→ **WHAT TO DO**: Please convert the whole listing below into a JSON list of strings, one string per line, leaving out blank lines and the pictures.

→ **MATERIAL**:
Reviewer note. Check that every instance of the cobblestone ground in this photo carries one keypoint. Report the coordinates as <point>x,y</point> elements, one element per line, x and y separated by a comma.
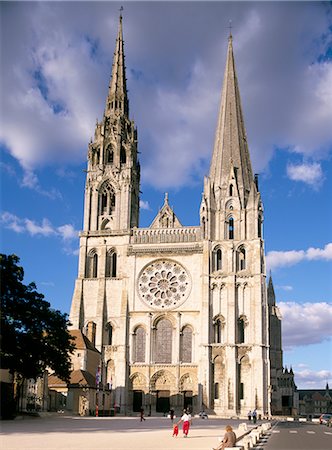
<point>116,433</point>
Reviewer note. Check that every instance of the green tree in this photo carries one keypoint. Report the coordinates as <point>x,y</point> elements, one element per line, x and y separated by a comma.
<point>33,335</point>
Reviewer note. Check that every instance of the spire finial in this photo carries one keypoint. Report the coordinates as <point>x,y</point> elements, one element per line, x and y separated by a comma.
<point>230,29</point>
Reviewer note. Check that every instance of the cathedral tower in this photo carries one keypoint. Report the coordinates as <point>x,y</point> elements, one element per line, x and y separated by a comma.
<point>179,313</point>
<point>231,219</point>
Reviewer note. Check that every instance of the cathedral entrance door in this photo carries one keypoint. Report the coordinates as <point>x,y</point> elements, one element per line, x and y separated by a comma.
<point>137,400</point>
<point>163,404</point>
<point>188,400</point>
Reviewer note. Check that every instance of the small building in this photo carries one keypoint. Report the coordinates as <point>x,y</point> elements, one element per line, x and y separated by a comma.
<point>86,394</point>
<point>314,402</point>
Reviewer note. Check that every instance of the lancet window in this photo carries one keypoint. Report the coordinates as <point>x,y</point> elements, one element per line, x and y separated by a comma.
<point>163,342</point>
<point>106,200</point>
<point>109,155</point>
<point>123,157</point>
<point>217,259</point>
<point>219,330</point>
<point>231,228</point>
<point>139,343</point>
<point>111,262</point>
<point>91,267</point>
<point>186,345</point>
<point>241,259</point>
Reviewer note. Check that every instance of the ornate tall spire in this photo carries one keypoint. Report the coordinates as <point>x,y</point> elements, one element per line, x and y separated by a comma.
<point>117,99</point>
<point>231,147</point>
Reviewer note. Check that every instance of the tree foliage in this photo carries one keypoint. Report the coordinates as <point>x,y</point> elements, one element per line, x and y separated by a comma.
<point>33,335</point>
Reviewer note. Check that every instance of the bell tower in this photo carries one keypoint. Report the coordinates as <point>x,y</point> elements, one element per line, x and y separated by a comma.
<point>113,174</point>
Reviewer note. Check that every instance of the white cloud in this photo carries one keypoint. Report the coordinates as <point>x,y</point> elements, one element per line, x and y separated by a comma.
<point>277,259</point>
<point>308,173</point>
<point>285,288</point>
<point>310,379</point>
<point>46,229</point>
<point>144,205</point>
<point>30,180</point>
<point>304,324</point>
<point>67,232</point>
<point>56,78</point>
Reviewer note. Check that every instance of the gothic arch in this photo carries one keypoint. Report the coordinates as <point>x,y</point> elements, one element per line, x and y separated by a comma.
<point>139,344</point>
<point>186,344</point>
<point>91,266</point>
<point>111,263</point>
<point>219,328</point>
<point>217,258</point>
<point>162,380</point>
<point>162,341</point>
<point>241,258</point>
<point>188,382</point>
<point>138,381</point>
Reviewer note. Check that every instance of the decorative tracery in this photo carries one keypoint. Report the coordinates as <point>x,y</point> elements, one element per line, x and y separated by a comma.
<point>164,284</point>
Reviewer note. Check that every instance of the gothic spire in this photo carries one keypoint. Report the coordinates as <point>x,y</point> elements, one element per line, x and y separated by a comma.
<point>117,99</point>
<point>230,147</point>
<point>271,298</point>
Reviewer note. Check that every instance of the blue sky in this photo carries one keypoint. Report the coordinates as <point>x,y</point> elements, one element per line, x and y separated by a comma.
<point>56,61</point>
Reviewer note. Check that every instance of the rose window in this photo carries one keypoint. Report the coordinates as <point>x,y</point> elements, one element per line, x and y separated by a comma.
<point>164,284</point>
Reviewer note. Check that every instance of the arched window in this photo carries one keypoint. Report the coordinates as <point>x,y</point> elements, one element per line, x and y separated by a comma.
<point>240,330</point>
<point>217,259</point>
<point>111,257</point>
<point>109,155</point>
<point>90,332</point>
<point>186,345</point>
<point>109,334</point>
<point>231,228</point>
<point>91,267</point>
<point>139,345</point>
<point>106,200</point>
<point>163,342</point>
<point>259,226</point>
<point>241,256</point>
<point>218,331</point>
<point>216,391</point>
<point>123,157</point>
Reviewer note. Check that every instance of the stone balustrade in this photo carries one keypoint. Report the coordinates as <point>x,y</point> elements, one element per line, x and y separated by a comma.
<point>165,235</point>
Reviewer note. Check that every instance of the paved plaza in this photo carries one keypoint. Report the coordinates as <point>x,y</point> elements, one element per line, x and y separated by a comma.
<point>116,433</point>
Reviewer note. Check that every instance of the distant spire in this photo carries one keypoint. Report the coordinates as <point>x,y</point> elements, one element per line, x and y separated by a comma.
<point>230,138</point>
<point>271,298</point>
<point>117,100</point>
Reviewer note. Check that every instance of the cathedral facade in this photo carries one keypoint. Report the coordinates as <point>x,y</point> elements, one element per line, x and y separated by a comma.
<point>180,314</point>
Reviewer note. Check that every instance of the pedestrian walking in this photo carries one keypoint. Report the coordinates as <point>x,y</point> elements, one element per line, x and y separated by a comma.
<point>186,419</point>
<point>229,439</point>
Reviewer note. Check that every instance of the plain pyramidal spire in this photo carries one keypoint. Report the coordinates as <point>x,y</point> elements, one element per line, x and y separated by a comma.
<point>117,99</point>
<point>230,146</point>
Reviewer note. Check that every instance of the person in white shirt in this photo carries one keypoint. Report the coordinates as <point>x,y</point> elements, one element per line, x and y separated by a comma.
<point>186,419</point>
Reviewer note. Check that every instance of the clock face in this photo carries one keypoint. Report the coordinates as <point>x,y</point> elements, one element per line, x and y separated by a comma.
<point>164,284</point>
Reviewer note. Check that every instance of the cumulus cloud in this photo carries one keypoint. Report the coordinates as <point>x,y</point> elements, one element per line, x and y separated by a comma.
<point>308,173</point>
<point>304,324</point>
<point>144,205</point>
<point>18,225</point>
<point>56,78</point>
<point>277,259</point>
<point>310,379</point>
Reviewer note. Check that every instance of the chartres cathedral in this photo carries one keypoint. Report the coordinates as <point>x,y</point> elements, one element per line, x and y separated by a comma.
<point>181,315</point>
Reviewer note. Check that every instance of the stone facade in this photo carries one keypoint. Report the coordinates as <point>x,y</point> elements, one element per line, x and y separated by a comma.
<point>179,314</point>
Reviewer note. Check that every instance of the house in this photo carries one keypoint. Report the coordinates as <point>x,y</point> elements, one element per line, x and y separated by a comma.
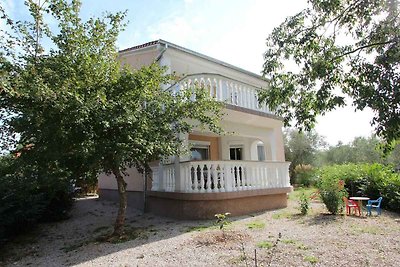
<point>241,172</point>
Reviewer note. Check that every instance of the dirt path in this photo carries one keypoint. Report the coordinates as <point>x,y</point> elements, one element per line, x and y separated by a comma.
<point>280,238</point>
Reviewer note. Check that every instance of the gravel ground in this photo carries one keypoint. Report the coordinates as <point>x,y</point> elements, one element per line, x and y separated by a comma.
<point>279,238</point>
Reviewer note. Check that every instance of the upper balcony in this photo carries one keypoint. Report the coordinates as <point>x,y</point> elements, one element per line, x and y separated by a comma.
<point>232,92</point>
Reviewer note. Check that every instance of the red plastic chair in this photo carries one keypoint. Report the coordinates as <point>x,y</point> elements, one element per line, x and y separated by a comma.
<point>351,204</point>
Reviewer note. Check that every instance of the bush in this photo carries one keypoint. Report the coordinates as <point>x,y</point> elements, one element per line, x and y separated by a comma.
<point>305,175</point>
<point>304,202</point>
<point>30,195</point>
<point>372,180</point>
<point>332,192</point>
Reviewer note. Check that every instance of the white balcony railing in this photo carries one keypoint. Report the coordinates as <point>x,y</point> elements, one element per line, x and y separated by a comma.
<point>225,89</point>
<point>220,176</point>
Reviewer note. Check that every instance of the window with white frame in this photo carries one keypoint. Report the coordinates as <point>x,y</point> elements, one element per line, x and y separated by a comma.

→ **EXERCISE ANSWER**:
[
  "Reviewer note. Check that every instance of the cobblestone ground in this photo carries one keypoint. Report the coordinates as <point>x,y</point> elements, one element per line, x and y separated by a comma.",
  "<point>116,433</point>",
  "Reviewer note. Check that every instance of the green tree in this photo carries one keypoint. Report the coordinates as <point>x,y</point> elements, one element per line, x and y separated by a comma.",
  "<point>33,335</point>",
  "Reviewer note. Check that every instance of the spire finial in this photo carries one keypoint. Report the coordinates as <point>x,y</point> elements, one element per line, x and y separated by a comma.",
  "<point>230,29</point>",
  "Reviewer note. Check that every instance of the cathedral tower in this photo carries one keypoint. Report the coordinates as <point>x,y</point> elements, one element per line, x and y separated by a comma.",
  "<point>179,313</point>",
  "<point>231,219</point>",
  "Reviewer note. Check that every instance of the cathedral entrance door in this photo carries one keypoint. Report the coordinates as <point>x,y</point> elements, one element per line, x and y separated by a comma.",
  "<point>137,400</point>",
  "<point>163,404</point>",
  "<point>188,400</point>",
  "Reviewer note. Check that every instance of the small building in this photo carries one keypoint. Report the coordinates as <point>x,y</point> elements, one element per line, x and y separated by a comma.",
  "<point>86,394</point>",
  "<point>314,402</point>",
  "Reviewer note. Check that every instance of the lancet window in this photo carries one keypoint. Report the coordinates as <point>x,y</point> elements, one element per line, x and y separated by a comma.",
  "<point>163,342</point>",
  "<point>106,200</point>",
  "<point>109,155</point>",
  "<point>123,157</point>",
  "<point>217,259</point>",
  "<point>219,330</point>",
  "<point>231,228</point>",
  "<point>139,343</point>",
  "<point>111,262</point>",
  "<point>91,267</point>",
  "<point>186,345</point>",
  "<point>241,259</point>",
  "Reviewer note. Check that every instance of the ornate tall spire in this photo carries one keypoint. Report the coordinates as <point>x,y</point> elements, one element per line, x and y separated by a comma.",
  "<point>117,99</point>",
  "<point>231,147</point>",
  "Reviewer note. Check that every instance of the tree foliage in this photo carries one keypoint. Report the coordinates as <point>x,y</point> elements, one element per line, x and y separated by a comma.",
  "<point>33,335</point>",
  "Reviewer note. Check that every instance of the bell tower in this photo carries one keypoint. Report the coordinates as <point>x,y</point> elements, one element per line, x and y separated by a comma.",
  "<point>113,174</point>",
  "Reviewer note. Check that every instance of the white cloud in this photo carries one keypoint. Report the coordinates as <point>x,y</point> elements, one element per line, x and y separated by a comma.",
  "<point>277,259</point>",
  "<point>308,173</point>",
  "<point>285,288</point>",
  "<point>310,379</point>",
  "<point>46,229</point>",
  "<point>144,205</point>",
  "<point>30,180</point>",
  "<point>304,324</point>",
  "<point>67,232</point>",
  "<point>56,78</point>",
  "Reviewer note. Check that every instance of the gothic arch in this photo carries one keypoint. Report the coordinates as <point>x,y</point> elements, one element per line, x and y separated by a comma.",
  "<point>139,344</point>",
  "<point>186,344</point>",
  "<point>91,266</point>",
  "<point>111,263</point>",
  "<point>219,328</point>",
  "<point>217,258</point>",
  "<point>162,380</point>",
  "<point>162,341</point>",
  "<point>241,258</point>",
  "<point>188,382</point>",
  "<point>138,381</point>",
  "Reviewer note. Check that every instance of the decorative tracery in this photo carries one keypoint. Report the coordinates as <point>x,y</point> elements, one element per line, x and y separated by a comma.",
  "<point>164,284</point>",
  "Reviewer note. Check that every instance of the gothic spire in this photo carries one keypoint. Report the coordinates as <point>x,y</point> elements, one element per line, x and y separated by a comma.",
  "<point>117,99</point>",
  "<point>230,147</point>",
  "<point>271,298</point>",
  "Reviewer note. Check that every instance of the blue sky in this photo carries one keypoint. Report the coordinates as <point>x,y</point> elements, one element per line, x and y separated by a comma.",
  "<point>56,61</point>",
  "Reviewer note. Check that every instance of the rose window in this photo carries one keypoint. Report the coordinates as <point>x,y</point> elements, one element per line, x and y separated by a comma.",
  "<point>164,284</point>",
  "Reviewer note. Check that every instance of the arched window in this photo carries one keypoint. Report the coordinates as <point>x,y</point> elements, one element per line, x and y separated by a comma.",
  "<point>240,330</point>",
  "<point>217,259</point>",
  "<point>111,257</point>",
  "<point>109,155</point>",
  "<point>90,332</point>",
  "<point>186,345</point>",
  "<point>109,334</point>",
  "<point>231,228</point>",
  "<point>91,267</point>",
  "<point>139,345</point>",
  "<point>106,200</point>",
  "<point>163,342</point>",
  "<point>259,226</point>",
  "<point>241,256</point>",
  "<point>218,331</point>",
  "<point>216,391</point>",
  "<point>123,157</point>",
  "Reviewer note. Check that every instance of the stone balustrade in this photo carries one keypoint. Report the coordinates as <point>x,y</point> elements, one element per line, x and y separated by a comma.",
  "<point>165,235</point>",
  "Reviewer note. Check that every instance of the paved plaza in this photo carries one keypoint. Report the coordinates as <point>x,y</point> elements, one element per line, x and y separated by a comma.",
  "<point>116,433</point>",
  "Reviewer note. Check that every instance of the distant spire in this photo carries one keypoint. Report the coordinates as <point>x,y</point> elements, one element per line, x and y separated by a comma.",
  "<point>230,138</point>",
  "<point>271,298</point>",
  "<point>117,100</point>",
  "Reviewer note. Check that every instance of the cathedral facade in this photo carries one keypoint. Report the coordinates as <point>x,y</point> elements, one element per line, x and y separated by a comma.",
  "<point>180,314</point>",
  "Reviewer note. Check that every instance of the pedestrian walking in this photo carries one keypoint. Report the coordinates as <point>x,y</point> elements, one element per line, x and y separated by a comma.",
  "<point>186,419</point>",
  "<point>229,439</point>",
  "Reviewer note. Check that every instance of the plain pyramidal spire in this photo carries one keypoint. Report the coordinates as <point>x,y</point> elements, one element per line, x and y separated by a comma.",
  "<point>117,99</point>",
  "<point>230,146</point>",
  "Reviewer note. Check that every instance of the person in white shirt in this photo carries one keypoint. Report the coordinates as <point>x,y</point> elements, one element per line, x and y separated by a comma.",
  "<point>186,419</point>",
  "Reviewer note. Check that every instance of the clock face in this photo carries one keypoint. Report the coordinates as <point>x,y</point> elements, one element per line, x and y separated by a comma.",
  "<point>164,284</point>",
  "Reviewer note. Check that every instance of the cumulus cloud in this photo carries one keypoint. Report the coordinates as <point>x,y</point> elements, one element per line, x and y separated by a comma.",
  "<point>308,173</point>",
  "<point>304,324</point>",
  "<point>144,205</point>",
  "<point>18,225</point>",
  "<point>56,78</point>",
  "<point>277,259</point>",
  "<point>310,379</point>",
  "Reviewer note. Check that every instance of the chartres cathedral in this photo carries one keypoint. Report the coordinates as <point>x,y</point> elements, one element per line, x and y separated by a comma.",
  "<point>181,315</point>",
  "Reviewer note. Check that every instance of the stone facade in this photo carries one keypoint. Report the coordinates as <point>x,y</point> elements, one element per line, x and y separated by a comma.",
  "<point>179,314</point>",
  "Reviewer note. Check that every instance of the house in this photo carries one keypoint. Report the coordinates as <point>x,y</point> elements, one element per line, x and y separated by a comma.",
  "<point>241,172</point>",
  "Reviewer note. Check that every instance of the dirt path in this photo carries one keypoint. Report the coordinates as <point>x,y</point> elements, one element per line, x and y separated by a comma.",
  "<point>280,238</point>",
  "Reviewer note. Check that every instance of the gravel ground in this photo carries one keypoint. Report the coordinates as <point>x,y</point> elements, one element per line, x and y separated by a comma.",
  "<point>279,238</point>",
  "Reviewer note. Check that every instance of the upper balcony in this photo carries one keypoint. Report the coordinates as <point>x,y</point> elements, one element per line, x and y separated by a comma.",
  "<point>232,92</point>",
  "Reviewer note. Check that every instance of the red plastic chair in this photo carries one keypoint. Report the coordinates as <point>x,y</point> elements, one element per line, x and y separated by a comma.",
  "<point>351,204</point>",
  "Reviewer note. Check that every instance of the bush in this photo carries one keypoint. Report the coordinates as <point>x,y</point> elements, one element per line, x and y separated by a comma.",
  "<point>305,175</point>",
  "<point>304,202</point>",
  "<point>30,195</point>",
  "<point>372,180</point>",
  "<point>332,192</point>",
  "Reviewer note. Check that every instance of the white balcony railing in this photo carries one keypoint. Report the coordinates as <point>x,y</point> elements, one element per line, x and y separated by a comma.",
  "<point>225,89</point>",
  "<point>220,176</point>",
  "Reviewer note. Check that every instance of the window with white frame in this photo carries one keypoint. Report the coordinates as <point>x,y</point> elements, one element per line, x and y separated by a comma."
]